> [Cosa fare]: Riporta testualmente il passo della recensione di Possessor compreso tra "Fantascienza, Recensione, Thriller" e "per il predominio.", estremi inclusi.

Fantascienza, Recensione, Thriller

POSSESSOR

TRAMA

Tasya Vos è un’assassina per una compagnia in grado d’impiantare la sua mente in corpi altrui. Ha il compito di uccidere padre e figlia nei panni del fidanzato di quest’ultima, ma tutto va storto e le menti nel corpo dell’ospite lottano per il predominio.

RECENSIONI

Al secondo lungometraggio dopo Antiviral, Brandon Cronenberg parte da un soggetto meno sorprendente, appartenente al ricco filone fanta-thriller in cui si scambiano corpi, identità e pugni mentali per affermare il sé all’interno dello stesso contenitore. Ha poca importanza, comunque, in un cinema prettamente figurativo ed evocativo, fondato sulla stilizzazione e le sensazioni visive da onda cerebrale che fomenta elucubrazioni, sempre covato maleficamente nel segno del padre ma con minore carica disturbante e talento discorsivo. Un approccio personale, con la forma in musica (Jim Williams) che fa la differenza, nuovamente ossessionata dal virus (qui chiamato “verme”) che entra nel cervello e s’impadronisce virtualmente della volontà, prendendo ancora le mosse da un suo cortometraggio (Please Speak Continuously and Describe Your Experiences as They Come to You). All’inizio, fra “pad”, impianti nella testa e supposta realtà vicaria, sembra di tornare nel mondo di eXistenZ, sul cui set Brandon mosse i primi passi, ma questo è un altro pianeta. Con rossi e gialli sparati, è un oggetto volutamente confuso e lisergico fondato sullo sdoppiamento di personalità, sulla schizofrenia nel controllo della narrativa, confondendo sete di sangue dell’assassina e disorientamento dell’ospite, soggettiva di un possessore a disagio con la propria realtà recitata e soggettiva dell’impossessato dalla violenza. L’identità in loop, sciolta come un manichino di cera, genera una mattanza, si plaude al talento per gli effetti visivi fatti di montaggio e flash disturbanti, ma le scene che nascondono un’idea potente non sono molte: da segnalare, almeno, quella in cui l’ospite sgretola la testa dell’assassina per, poi, indossarne la maschera. Per dire: non so se ero Io.

> [Righe fornite]:
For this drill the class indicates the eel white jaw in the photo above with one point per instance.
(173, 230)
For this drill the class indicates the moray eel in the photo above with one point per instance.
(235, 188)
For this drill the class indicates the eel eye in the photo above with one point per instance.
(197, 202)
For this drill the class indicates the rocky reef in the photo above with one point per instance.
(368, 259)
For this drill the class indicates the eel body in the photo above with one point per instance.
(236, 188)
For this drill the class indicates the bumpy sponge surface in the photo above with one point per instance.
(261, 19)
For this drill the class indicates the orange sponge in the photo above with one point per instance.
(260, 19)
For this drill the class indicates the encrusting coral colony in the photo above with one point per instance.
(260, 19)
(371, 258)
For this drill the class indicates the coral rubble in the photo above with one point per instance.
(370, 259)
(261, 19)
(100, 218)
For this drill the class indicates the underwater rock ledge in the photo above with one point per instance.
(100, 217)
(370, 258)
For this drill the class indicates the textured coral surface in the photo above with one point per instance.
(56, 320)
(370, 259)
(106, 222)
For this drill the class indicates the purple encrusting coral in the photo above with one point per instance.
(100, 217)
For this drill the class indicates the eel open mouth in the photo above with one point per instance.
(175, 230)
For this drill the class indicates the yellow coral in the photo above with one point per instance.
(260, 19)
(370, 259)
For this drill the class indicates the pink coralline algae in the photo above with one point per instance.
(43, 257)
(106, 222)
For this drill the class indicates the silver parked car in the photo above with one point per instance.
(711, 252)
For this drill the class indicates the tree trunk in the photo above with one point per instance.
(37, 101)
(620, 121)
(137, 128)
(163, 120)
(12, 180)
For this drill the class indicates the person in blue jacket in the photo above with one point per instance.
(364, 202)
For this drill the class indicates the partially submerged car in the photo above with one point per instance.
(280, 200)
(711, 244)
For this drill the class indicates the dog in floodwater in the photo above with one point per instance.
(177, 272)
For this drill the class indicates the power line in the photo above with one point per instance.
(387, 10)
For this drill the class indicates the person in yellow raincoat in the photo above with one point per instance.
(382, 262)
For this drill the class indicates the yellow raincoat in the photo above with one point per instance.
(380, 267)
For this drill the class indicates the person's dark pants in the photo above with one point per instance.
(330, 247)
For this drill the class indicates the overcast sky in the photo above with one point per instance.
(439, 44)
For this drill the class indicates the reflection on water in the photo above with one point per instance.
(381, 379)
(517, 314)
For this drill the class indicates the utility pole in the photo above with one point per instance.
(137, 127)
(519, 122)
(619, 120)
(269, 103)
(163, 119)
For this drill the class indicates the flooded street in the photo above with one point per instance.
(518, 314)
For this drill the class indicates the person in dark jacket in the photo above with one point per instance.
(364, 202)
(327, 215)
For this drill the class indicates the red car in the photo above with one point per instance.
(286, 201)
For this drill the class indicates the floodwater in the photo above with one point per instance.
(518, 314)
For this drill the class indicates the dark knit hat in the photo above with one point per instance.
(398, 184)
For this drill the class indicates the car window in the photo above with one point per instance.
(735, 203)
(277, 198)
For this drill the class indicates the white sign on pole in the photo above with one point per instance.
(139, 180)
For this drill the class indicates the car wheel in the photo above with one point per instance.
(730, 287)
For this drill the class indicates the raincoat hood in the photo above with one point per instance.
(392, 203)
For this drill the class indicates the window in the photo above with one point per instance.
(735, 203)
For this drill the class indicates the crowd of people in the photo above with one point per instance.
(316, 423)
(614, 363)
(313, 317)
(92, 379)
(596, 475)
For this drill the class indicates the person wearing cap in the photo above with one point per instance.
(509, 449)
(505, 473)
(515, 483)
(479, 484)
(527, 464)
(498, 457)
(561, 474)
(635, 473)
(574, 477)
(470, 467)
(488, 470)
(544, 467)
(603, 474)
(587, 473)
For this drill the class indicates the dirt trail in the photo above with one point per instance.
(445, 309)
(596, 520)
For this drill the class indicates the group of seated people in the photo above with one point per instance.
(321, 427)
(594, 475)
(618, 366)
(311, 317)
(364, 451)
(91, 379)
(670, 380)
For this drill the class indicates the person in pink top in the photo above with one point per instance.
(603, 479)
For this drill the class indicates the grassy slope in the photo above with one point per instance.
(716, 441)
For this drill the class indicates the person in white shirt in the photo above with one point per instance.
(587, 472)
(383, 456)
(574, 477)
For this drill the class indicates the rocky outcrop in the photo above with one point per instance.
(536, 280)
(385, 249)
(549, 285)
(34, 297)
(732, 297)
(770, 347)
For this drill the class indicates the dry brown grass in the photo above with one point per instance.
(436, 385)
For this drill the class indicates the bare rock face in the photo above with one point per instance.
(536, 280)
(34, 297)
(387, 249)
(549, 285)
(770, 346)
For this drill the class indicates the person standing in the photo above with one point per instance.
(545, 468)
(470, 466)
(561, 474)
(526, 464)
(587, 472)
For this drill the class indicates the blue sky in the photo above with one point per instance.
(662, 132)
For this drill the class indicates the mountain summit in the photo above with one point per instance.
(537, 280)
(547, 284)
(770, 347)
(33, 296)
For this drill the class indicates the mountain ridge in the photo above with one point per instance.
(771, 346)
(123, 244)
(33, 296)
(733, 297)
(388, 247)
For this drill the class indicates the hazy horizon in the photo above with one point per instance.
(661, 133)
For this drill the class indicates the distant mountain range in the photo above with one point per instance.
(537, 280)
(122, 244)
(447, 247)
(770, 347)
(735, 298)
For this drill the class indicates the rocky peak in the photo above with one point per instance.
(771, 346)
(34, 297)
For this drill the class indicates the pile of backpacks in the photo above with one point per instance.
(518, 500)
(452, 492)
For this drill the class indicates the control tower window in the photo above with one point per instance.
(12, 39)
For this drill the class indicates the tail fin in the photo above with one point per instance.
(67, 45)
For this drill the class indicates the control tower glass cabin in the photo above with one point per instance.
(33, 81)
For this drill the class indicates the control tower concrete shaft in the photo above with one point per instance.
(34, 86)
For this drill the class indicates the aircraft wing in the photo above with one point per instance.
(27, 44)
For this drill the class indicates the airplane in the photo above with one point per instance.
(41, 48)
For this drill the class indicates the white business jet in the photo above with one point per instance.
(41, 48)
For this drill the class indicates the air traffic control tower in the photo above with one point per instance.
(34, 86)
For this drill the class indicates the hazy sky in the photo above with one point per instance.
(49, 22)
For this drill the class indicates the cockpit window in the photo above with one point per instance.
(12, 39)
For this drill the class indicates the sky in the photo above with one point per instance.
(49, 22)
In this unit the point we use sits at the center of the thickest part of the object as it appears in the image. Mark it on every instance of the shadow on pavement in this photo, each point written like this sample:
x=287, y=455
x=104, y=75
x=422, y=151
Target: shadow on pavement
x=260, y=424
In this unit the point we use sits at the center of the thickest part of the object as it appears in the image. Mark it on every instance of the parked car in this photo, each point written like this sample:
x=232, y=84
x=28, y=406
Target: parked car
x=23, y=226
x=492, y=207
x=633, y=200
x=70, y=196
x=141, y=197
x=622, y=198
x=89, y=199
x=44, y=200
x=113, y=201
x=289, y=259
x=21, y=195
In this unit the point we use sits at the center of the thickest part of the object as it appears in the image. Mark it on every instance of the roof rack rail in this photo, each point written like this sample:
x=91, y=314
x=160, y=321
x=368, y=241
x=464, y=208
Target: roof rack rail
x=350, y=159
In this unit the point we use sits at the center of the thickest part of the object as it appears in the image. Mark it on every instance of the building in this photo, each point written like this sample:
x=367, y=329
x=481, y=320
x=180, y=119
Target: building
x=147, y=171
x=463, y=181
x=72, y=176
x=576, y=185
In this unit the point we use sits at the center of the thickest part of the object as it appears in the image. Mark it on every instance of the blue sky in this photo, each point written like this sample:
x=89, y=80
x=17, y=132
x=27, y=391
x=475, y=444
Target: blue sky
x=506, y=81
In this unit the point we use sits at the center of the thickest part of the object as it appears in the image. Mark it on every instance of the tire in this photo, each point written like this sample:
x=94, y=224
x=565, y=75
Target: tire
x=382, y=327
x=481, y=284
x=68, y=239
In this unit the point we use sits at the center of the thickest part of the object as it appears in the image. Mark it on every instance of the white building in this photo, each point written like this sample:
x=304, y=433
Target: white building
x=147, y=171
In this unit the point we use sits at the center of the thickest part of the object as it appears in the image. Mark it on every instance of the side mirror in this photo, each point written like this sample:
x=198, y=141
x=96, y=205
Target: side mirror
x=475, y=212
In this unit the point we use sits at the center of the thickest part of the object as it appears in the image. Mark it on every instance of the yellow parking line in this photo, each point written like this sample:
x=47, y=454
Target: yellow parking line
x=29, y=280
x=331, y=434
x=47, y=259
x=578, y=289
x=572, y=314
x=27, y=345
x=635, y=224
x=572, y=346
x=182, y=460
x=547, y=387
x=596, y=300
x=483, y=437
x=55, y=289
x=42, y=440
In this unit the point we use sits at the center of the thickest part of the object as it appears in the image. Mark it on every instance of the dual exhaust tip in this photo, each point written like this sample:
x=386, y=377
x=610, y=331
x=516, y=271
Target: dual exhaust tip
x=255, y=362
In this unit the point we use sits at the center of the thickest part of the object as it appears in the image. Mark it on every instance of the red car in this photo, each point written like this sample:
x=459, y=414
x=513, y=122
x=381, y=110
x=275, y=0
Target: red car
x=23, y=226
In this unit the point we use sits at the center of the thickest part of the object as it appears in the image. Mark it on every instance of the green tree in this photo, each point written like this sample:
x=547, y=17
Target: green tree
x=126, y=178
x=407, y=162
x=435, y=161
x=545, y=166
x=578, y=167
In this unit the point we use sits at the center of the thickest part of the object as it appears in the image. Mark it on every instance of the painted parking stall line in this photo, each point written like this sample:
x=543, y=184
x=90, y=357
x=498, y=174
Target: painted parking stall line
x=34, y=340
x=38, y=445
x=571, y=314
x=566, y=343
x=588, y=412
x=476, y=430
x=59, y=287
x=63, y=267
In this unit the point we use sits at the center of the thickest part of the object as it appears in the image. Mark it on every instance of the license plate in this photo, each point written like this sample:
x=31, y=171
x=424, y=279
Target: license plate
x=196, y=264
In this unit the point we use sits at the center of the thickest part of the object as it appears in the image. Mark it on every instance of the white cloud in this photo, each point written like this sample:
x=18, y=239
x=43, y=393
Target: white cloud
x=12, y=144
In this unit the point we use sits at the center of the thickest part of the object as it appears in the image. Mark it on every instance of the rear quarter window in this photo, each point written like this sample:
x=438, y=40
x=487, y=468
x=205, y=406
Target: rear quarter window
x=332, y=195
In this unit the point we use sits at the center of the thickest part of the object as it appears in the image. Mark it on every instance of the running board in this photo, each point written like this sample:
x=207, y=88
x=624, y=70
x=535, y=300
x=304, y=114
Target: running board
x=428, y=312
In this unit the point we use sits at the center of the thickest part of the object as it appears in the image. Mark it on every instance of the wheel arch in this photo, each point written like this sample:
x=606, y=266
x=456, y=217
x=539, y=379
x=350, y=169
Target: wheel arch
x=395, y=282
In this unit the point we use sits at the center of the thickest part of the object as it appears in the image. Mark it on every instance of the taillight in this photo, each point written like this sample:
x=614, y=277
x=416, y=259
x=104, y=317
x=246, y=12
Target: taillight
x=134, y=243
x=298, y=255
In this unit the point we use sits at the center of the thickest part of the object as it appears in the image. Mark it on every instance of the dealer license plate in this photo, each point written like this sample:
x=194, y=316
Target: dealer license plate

> [Risultato qui sotto]:
Fantascienza, Recensione, Thriller

POSSESSOR

TRAMA

Tasya Vos è un’assassina per una compagnia in grado d’impiantare la sua mente in corpi altrui. Ha il compito di uccidere padre e figlia nei panni del fidanzato di quest’ultima, ma tutto va storto e le menti nel corpo dell’ospite lottano per il predominio.